What needs to be done:
This exercise asks for every line of the material that contains the word "white".

Supplied entries:
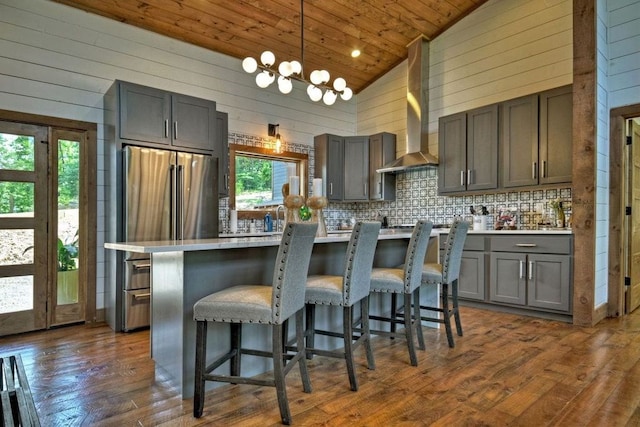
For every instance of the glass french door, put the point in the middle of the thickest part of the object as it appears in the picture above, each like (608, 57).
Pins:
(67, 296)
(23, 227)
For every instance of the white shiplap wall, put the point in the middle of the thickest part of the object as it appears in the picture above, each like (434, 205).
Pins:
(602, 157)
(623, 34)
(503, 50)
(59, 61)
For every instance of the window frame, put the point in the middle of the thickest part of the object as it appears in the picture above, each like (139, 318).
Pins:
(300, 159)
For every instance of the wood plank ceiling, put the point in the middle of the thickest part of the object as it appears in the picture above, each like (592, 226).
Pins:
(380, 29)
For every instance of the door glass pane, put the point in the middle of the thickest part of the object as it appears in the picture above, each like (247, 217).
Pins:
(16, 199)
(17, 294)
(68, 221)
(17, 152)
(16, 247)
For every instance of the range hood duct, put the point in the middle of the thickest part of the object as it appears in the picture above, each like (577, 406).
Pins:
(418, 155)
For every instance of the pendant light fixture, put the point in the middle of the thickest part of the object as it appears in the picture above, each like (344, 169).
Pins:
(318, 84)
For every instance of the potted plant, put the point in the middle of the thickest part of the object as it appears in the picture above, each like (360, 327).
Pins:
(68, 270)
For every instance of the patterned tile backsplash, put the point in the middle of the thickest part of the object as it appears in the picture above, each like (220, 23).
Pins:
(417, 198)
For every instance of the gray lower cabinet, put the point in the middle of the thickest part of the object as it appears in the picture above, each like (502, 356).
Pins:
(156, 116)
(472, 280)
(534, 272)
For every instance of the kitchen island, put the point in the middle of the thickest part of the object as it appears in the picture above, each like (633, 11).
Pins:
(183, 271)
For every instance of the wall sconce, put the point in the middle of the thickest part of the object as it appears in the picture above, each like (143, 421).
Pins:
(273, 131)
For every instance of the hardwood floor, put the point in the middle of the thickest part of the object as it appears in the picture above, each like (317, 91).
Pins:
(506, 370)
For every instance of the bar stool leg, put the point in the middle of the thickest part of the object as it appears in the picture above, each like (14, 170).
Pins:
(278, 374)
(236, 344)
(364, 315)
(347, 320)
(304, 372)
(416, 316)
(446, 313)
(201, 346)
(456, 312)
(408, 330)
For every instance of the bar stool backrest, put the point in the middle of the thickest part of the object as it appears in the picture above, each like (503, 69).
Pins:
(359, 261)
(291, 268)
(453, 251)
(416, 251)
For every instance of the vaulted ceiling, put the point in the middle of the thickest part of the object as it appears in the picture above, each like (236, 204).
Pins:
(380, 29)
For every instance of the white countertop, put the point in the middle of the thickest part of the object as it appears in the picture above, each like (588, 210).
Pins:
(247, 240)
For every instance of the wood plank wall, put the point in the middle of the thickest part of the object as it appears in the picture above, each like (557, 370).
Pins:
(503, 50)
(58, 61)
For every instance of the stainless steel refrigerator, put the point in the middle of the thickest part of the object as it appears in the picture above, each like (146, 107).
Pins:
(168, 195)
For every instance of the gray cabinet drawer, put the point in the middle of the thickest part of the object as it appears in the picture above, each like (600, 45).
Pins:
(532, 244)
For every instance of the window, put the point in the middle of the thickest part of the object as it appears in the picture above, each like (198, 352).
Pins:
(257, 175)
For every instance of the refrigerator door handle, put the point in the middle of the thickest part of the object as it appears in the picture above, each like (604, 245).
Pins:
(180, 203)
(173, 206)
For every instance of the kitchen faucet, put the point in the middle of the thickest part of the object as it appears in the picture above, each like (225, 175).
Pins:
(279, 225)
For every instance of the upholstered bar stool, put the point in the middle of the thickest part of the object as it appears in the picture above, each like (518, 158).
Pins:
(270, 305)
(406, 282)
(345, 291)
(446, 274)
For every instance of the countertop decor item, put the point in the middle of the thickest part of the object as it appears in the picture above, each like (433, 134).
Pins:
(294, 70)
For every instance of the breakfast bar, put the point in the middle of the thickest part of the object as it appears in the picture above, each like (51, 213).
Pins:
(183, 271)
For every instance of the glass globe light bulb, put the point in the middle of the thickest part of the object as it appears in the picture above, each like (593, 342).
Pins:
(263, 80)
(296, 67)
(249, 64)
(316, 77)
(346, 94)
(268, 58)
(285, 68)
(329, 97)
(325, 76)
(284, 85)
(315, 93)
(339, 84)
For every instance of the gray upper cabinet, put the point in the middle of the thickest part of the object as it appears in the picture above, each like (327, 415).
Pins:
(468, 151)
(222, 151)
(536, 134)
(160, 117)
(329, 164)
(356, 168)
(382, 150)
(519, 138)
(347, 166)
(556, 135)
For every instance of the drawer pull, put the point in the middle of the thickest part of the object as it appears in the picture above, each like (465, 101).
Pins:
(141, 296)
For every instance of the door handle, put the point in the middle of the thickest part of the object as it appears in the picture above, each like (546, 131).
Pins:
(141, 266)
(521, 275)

Result:
For every instance of the white shiplap wall, put the point in the middle of the thickest part of the object as it appears in the picture above, each like (434, 205).
For every instance of the white countertop, put the point in the middle of the thickest part of the object as it appears in the picture above, each like (588, 210).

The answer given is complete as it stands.